• [What you are asked to do] Could you copy out, word for word, everything in the listing below from the line containing "of the blue" down through its final line, with both of those lines included?

--- BEGIN Dataset ---

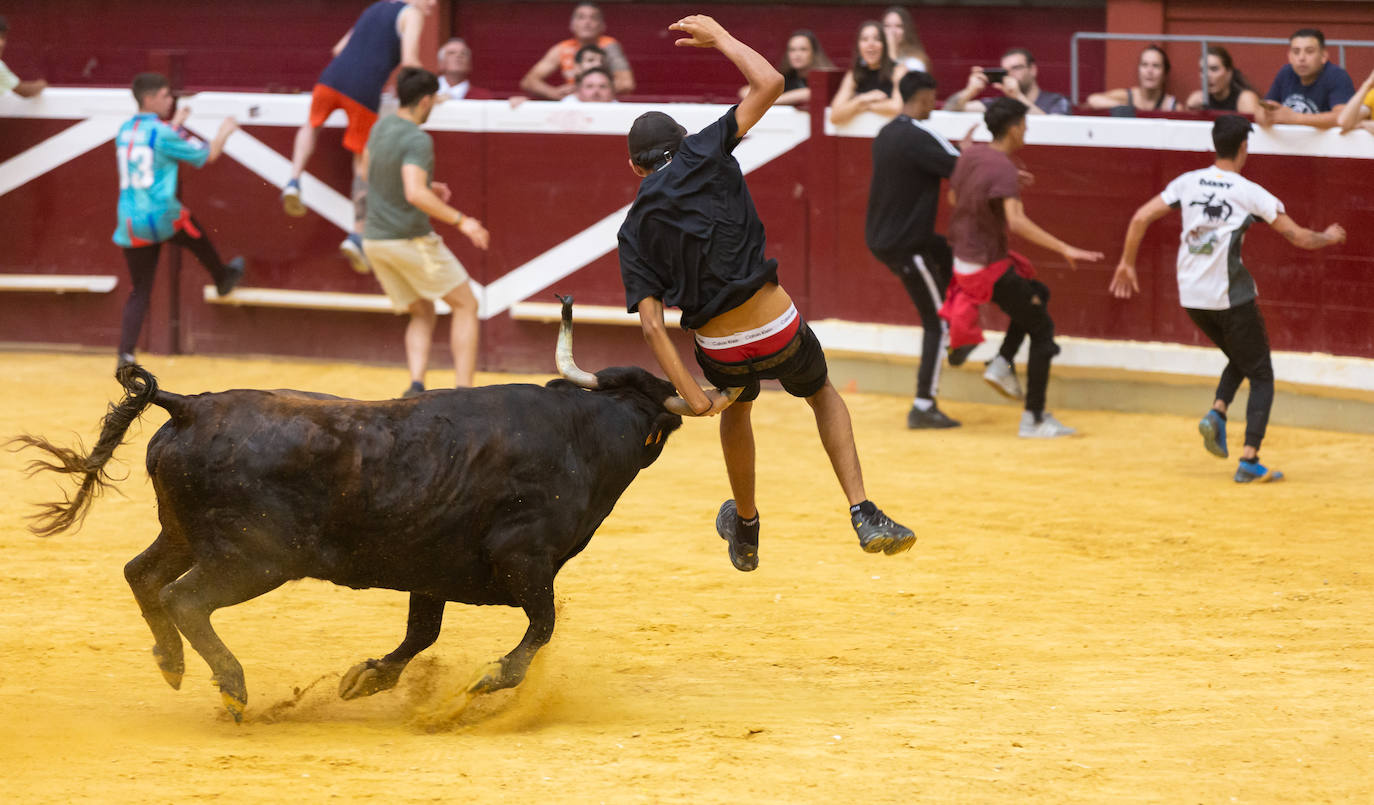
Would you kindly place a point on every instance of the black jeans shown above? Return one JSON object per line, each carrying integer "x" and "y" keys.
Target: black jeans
{"x": 1027, "y": 302}
{"x": 143, "y": 265}
{"x": 926, "y": 278}
{"x": 1240, "y": 333}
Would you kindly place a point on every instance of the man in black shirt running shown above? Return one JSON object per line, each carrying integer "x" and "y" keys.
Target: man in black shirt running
{"x": 693, "y": 239}
{"x": 908, "y": 161}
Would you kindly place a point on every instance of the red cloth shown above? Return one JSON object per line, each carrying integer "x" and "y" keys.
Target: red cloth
{"x": 970, "y": 290}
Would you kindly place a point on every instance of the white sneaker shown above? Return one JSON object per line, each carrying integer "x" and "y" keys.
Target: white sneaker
{"x": 352, "y": 249}
{"x": 1047, "y": 427}
{"x": 1002, "y": 377}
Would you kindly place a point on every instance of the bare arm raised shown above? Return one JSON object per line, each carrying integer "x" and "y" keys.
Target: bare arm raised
{"x": 764, "y": 81}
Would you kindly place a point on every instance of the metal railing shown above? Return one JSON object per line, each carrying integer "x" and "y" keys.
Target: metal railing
{"x": 1202, "y": 40}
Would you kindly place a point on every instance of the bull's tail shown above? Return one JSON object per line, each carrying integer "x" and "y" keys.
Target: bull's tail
{"x": 140, "y": 389}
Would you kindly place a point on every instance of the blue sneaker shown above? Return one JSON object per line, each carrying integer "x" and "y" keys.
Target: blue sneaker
{"x": 742, "y": 540}
{"x": 1213, "y": 434}
{"x": 291, "y": 199}
{"x": 1255, "y": 471}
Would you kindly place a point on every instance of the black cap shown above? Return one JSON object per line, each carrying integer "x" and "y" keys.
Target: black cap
{"x": 654, "y": 132}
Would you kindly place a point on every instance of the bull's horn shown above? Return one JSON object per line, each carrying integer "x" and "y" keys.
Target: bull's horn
{"x": 564, "y": 355}
{"x": 680, "y": 407}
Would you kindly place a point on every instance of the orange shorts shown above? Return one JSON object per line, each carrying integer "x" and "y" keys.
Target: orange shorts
{"x": 360, "y": 118}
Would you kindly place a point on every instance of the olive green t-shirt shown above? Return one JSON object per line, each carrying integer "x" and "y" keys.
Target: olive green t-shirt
{"x": 395, "y": 142}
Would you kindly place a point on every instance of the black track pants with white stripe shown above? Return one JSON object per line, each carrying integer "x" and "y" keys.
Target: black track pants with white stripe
{"x": 926, "y": 278}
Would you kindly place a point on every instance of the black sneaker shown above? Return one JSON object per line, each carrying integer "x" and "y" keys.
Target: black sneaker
{"x": 744, "y": 540}
{"x": 232, "y": 274}
{"x": 929, "y": 419}
{"x": 961, "y": 353}
{"x": 877, "y": 532}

--- END Dataset ---

• [Problem solution]
Would you kindly place a point on every instance of the blue sneaker shown above? Return one JSON object per line, each carrying integer "x" and "y" keys.
Target: blue sneaker
{"x": 742, "y": 540}
{"x": 1213, "y": 434}
{"x": 291, "y": 199}
{"x": 1255, "y": 471}
Would you kindly place a point on every instance of the black cap shown above? Return one JSON object per line, each carrying integer "x" and "y" keys.
Target: black cap
{"x": 654, "y": 132}
Would you kindly place a point on every instance of the bull's horn shown above? Return one JSON object per line, each carrying integer "x" and "y" keys.
Target: bull's horn
{"x": 564, "y": 355}
{"x": 680, "y": 407}
Would you kindly place a point on every instance of the orange shorts shown above? Return one JSON object per line, each carrying integer "x" and "y" keys.
Target: orange shorts
{"x": 360, "y": 118}
Would you kindly place a point on every instance of the olive green t-shirt shown above? Return one JSON object per line, each carrying integer "x" and "y" keys.
Target: olive green t-shirt
{"x": 395, "y": 142}
Would you kindly place a point on every instance of the black track pants with white stripe shown above? Return one JSON object per line, each carrying integer "x" and "y" keys.
Target: black track pants with white stripe
{"x": 926, "y": 278}
Would you kindly place a point on every instance of the black sneaker shown above? Return one JSON object per line, each carrying integer "x" and "y" keys.
Target: black sneaker
{"x": 744, "y": 540}
{"x": 232, "y": 274}
{"x": 929, "y": 419}
{"x": 961, "y": 353}
{"x": 877, "y": 532}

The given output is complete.